TEXT EXCERPT:
The tradition continued with Evelyn's only child:

son, Michael Earles Carlson.
 grandson, Michael Earles Carlson
 granddaughter, Kathleen Michaelle Carlson
 great grandson, Kenneth Michael Cross

Kathleen Michaelle Earles

I have a vague memory of my sister complaining about her middle name. I hope she likes it now.

All of my children but my first carry a family name either as a first or middle name as a way to remember their ancestors. They are thrilled to share those names and are curious about the original "owners". In our joy of being a first-time parent we just wanted a unique name for our first daughter. I now wish we'd seen the importance of using a family name to help her remember someone, too. Maybe I'll find an Allison or a Lydsay someday. Maybe she'll start her own tradition with her children. We'll see! 

I'll continue to write my great grandfather's story. It is quite impressive. But nothing that Michael did could have impressed me more and made me feel connected so quickly than to start a family name tradition!


  1. I had never been into genealogy, but on a recent vacation to Salt Lake City, I found myself in the Family History Center. I discovered the repetition of names running throughout my maternal grandmother's side of the family ... and the fact that my great great grandfather was a doctor!

    I'm glad that you were able to pass that piece of history down to your children. What a wonderful gift!

  2. You know what's really fun is getting into my Norwegian ancestry! The first name of the father is attached to a "son" or "datter" for boys and girls in the same family. Example: Carl Jacobson has Marie and Joseph as his children. So the kids tell anyone who asks what their names are that they are called Marie Carlsdatter and Joseph Carlson! Isn't that crazy?!! I love it. Thanks for stopping by Tammy. If you want any help getting started let me know. It's a blast.

  3. That's so cool Betsy! In my Dad's family, most of the boys have their father's name as their middle name. The girls miss out on that, though. In my generation, me and my sisters named one another god parents and often used the name of the godparent as a middle name or used a name close to the godparent's name as a first name - I have goddaughters Lauren and Jillian Lori! It's a pretty cool feeling!
    Love your stories!

  4. Thanks Lori! Interesting that the older I get the more significant small things like a name become! You have quite a conversation over at Lifeforinstance today. Can't believe you're talking about crying! Me of all people joining in!

  5. Hi Betsy,

    Wanted to stop by today and check out your blog. I love the theme, it's so beautiful.

EXERCISE DATA:
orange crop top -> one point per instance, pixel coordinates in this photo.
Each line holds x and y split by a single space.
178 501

* * *

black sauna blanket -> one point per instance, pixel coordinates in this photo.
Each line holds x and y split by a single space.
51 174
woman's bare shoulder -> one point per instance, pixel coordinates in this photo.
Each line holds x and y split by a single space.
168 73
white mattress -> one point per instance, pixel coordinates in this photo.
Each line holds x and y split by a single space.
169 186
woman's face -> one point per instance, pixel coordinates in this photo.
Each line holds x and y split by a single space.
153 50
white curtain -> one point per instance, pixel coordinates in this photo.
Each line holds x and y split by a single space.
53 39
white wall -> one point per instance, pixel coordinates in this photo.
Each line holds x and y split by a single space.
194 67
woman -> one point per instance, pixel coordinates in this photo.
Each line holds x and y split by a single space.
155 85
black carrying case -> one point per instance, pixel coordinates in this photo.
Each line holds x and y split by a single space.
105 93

ASSIGNMENT: Please carry the family-names blog post forward from its last sentence. The rows are separate material and have nothing to do with the family-names blog post.

EXERCISE RESULT:
    My uncle did the genealogy on my Mom's side and a distant cousin did the genealogy on my Dad's side some time back. I would have to go back through them both to refresh my memory on what I learned since it's been quite a number of years since I read them both. But I did find them interesting.

    One of the founding fathers of the Methodist Hospital here in Houston was a relative and also delivered my Mom. I also have a relative that signed the Declaration of Independence so I thought that was pretty cool. I also learned that Ronnie Milsap, the country western signer, is also a very distant cousin as well.

    You can find some really neat things about your family by researching your ancestors. I find it fascinating myself.

    I was also named after my Grandfather but my Mom chose to spell it the long way which is why she decided not to give me a middle name.

    Okay, that comment was long enough so sorry about that. Kind of got to rambling a little.

    Enjoyed the post and I always liked to find out why kids were names certain things. Guess that's why your post caught my eye today!

    Hope you are enjoying your day!


  6. We always make a point of using a name to honor and help remember family members. I think that it is pretty cool to do it.

  7. Hi Adrienne!
    Loved your comment. Thanks for reading. You're so lucky to have someone doing the family history in your family. You at least know where to go when you want to "refresh your memory"! There are so many people who would love to have that place to go to.
    Could you send me your email? I tried to message you on Twitter but there has to be a mutual follow for it to be sent.

  8. Thanks Jack. We were slow to start the practice. My kids are actually thrilled to share ancestors' names.